→ **BRIEF**
Show every line of the data below that contains the word "horse", copied in full.

→ **DATA FOR THIS EXERCISE**
☆ ☆ ☆ ☆ ☆ ☆ ☆

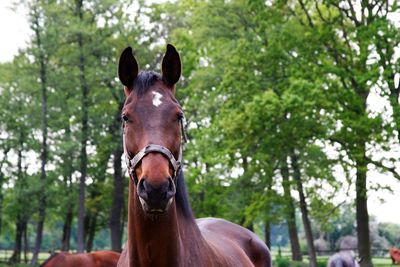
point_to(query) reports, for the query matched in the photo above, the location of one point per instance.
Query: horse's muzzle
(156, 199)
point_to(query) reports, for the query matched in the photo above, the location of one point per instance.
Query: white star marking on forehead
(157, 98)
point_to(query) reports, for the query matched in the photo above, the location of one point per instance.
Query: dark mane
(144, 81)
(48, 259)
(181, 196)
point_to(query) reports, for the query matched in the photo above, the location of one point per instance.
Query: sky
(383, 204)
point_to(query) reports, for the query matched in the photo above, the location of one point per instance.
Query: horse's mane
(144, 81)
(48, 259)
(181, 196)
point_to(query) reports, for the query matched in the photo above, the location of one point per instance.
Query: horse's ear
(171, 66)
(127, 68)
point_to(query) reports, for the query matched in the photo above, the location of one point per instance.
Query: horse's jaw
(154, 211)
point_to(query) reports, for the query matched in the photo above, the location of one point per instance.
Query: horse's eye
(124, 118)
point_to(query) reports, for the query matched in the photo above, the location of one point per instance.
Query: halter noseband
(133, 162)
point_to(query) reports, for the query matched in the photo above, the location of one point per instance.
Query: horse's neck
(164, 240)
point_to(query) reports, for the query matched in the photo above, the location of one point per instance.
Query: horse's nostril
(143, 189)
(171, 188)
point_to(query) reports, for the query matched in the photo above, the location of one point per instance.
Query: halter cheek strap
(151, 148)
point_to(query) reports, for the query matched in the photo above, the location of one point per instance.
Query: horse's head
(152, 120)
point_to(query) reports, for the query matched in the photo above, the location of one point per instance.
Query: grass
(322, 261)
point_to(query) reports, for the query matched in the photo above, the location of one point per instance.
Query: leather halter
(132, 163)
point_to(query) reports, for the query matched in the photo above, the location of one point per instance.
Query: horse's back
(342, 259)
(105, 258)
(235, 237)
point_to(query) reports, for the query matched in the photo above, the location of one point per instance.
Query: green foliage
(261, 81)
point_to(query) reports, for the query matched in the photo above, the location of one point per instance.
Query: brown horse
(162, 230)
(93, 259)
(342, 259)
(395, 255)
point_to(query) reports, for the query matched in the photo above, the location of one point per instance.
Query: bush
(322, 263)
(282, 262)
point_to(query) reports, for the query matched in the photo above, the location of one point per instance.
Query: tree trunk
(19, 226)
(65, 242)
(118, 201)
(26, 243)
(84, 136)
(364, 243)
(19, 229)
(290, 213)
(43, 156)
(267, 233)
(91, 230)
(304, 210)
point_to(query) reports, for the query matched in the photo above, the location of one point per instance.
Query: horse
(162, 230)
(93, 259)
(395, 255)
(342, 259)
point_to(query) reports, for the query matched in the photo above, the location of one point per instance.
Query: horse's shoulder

☆ ☆ ☆ ☆ ☆ ☆ ☆

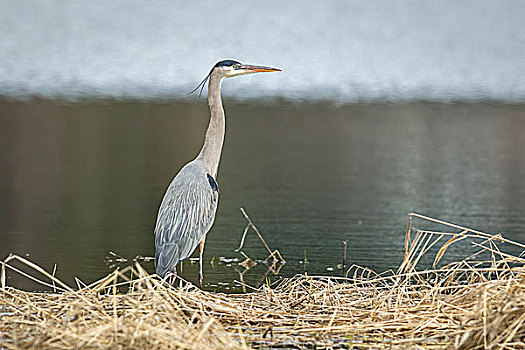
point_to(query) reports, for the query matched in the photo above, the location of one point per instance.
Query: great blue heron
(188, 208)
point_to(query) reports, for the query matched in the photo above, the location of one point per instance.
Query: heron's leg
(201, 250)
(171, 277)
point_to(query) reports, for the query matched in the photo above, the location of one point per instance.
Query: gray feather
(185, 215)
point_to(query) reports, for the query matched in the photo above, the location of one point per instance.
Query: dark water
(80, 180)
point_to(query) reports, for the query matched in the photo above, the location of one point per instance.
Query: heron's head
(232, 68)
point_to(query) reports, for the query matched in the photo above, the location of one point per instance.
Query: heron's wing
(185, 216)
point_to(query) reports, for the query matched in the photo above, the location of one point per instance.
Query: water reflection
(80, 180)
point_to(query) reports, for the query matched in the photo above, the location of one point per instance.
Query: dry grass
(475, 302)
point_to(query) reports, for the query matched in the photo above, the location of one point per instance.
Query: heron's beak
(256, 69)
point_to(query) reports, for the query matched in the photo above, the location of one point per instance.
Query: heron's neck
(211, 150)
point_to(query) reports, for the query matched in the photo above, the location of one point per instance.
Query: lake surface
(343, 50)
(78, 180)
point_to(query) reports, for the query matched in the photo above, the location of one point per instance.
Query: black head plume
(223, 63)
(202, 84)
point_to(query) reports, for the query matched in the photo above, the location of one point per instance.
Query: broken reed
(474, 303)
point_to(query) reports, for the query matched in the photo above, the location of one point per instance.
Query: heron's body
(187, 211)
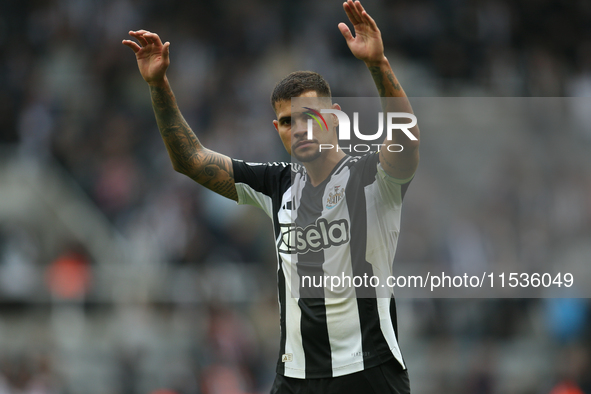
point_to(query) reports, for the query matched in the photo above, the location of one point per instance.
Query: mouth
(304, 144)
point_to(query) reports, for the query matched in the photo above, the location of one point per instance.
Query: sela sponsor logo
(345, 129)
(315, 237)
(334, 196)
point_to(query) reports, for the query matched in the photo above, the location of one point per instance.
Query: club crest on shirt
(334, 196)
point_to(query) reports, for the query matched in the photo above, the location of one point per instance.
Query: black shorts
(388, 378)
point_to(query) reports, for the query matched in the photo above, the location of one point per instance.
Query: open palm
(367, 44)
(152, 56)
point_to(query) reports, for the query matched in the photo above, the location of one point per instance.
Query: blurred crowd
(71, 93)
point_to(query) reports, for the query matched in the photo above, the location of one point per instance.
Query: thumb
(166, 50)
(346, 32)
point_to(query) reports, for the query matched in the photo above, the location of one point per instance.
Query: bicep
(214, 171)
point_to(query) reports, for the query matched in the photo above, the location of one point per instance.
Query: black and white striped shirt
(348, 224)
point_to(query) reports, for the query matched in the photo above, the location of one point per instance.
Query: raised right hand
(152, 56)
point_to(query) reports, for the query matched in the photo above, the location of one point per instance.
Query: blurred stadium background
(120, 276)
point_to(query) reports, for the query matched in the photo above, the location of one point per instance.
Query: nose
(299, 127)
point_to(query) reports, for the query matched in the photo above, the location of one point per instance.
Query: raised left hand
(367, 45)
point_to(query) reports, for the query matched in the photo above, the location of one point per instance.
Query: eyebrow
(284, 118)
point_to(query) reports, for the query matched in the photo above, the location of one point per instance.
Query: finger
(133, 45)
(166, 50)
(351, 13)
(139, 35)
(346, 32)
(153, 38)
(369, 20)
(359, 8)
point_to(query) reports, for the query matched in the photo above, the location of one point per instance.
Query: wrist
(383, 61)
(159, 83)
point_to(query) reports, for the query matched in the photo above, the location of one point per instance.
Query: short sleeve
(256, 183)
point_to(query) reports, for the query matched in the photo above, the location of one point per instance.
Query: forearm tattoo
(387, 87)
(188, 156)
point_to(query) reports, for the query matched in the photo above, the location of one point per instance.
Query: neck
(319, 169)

☆ ☆ ☆ ☆ ☆ ☆ ☆

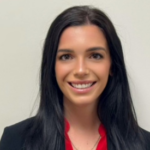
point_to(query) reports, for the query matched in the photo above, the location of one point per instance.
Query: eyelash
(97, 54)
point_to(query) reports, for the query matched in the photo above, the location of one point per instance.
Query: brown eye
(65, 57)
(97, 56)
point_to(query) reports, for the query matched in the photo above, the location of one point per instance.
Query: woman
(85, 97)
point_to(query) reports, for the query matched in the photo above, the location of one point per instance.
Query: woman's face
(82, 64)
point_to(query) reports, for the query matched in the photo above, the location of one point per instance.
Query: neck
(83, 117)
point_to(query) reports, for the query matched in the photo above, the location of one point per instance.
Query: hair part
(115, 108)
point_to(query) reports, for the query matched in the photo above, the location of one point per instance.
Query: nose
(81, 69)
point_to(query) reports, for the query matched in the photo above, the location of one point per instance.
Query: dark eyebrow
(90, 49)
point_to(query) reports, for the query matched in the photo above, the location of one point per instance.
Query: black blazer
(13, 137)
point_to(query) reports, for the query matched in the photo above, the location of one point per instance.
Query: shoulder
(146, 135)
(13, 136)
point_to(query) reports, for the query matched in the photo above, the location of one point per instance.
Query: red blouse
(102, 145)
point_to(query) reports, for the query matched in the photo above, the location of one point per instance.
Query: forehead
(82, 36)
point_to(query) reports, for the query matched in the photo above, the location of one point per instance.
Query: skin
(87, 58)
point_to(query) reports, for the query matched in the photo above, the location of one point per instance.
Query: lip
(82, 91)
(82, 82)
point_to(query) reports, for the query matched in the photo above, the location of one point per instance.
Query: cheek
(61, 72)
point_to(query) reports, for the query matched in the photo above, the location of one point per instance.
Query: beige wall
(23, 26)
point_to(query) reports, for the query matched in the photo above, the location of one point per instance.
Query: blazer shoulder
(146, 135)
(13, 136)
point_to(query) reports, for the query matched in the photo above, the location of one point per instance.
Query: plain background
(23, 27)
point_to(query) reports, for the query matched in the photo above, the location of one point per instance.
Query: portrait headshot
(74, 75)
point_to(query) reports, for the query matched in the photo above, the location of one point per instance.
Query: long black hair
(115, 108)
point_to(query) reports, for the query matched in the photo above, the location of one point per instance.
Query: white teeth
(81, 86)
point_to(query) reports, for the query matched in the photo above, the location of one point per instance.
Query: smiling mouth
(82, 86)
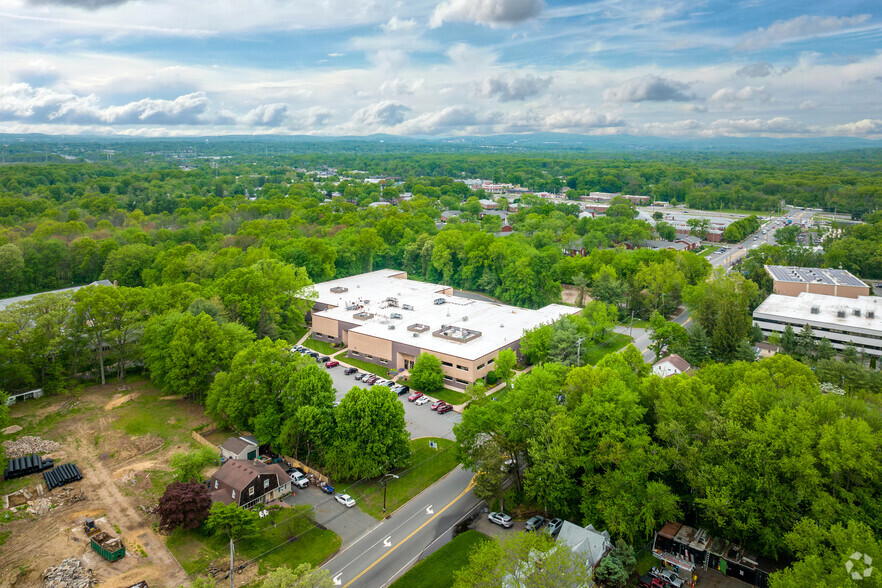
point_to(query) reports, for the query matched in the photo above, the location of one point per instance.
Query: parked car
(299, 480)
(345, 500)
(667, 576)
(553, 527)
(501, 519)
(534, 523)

☆ ☆ ☆ ☆ ☆ ☆ ☆

→ **TASK RESULT**
Query: horse's muzzle
Query: horse's mane
Query: horse's ear
Query: horse's jaw
Query: horse's eye
Query: horse's neck
Query: horse's nostril
Query: horse's head
Query: horse's back
Query: brown horse
Query: horse
Query: horse's shoulder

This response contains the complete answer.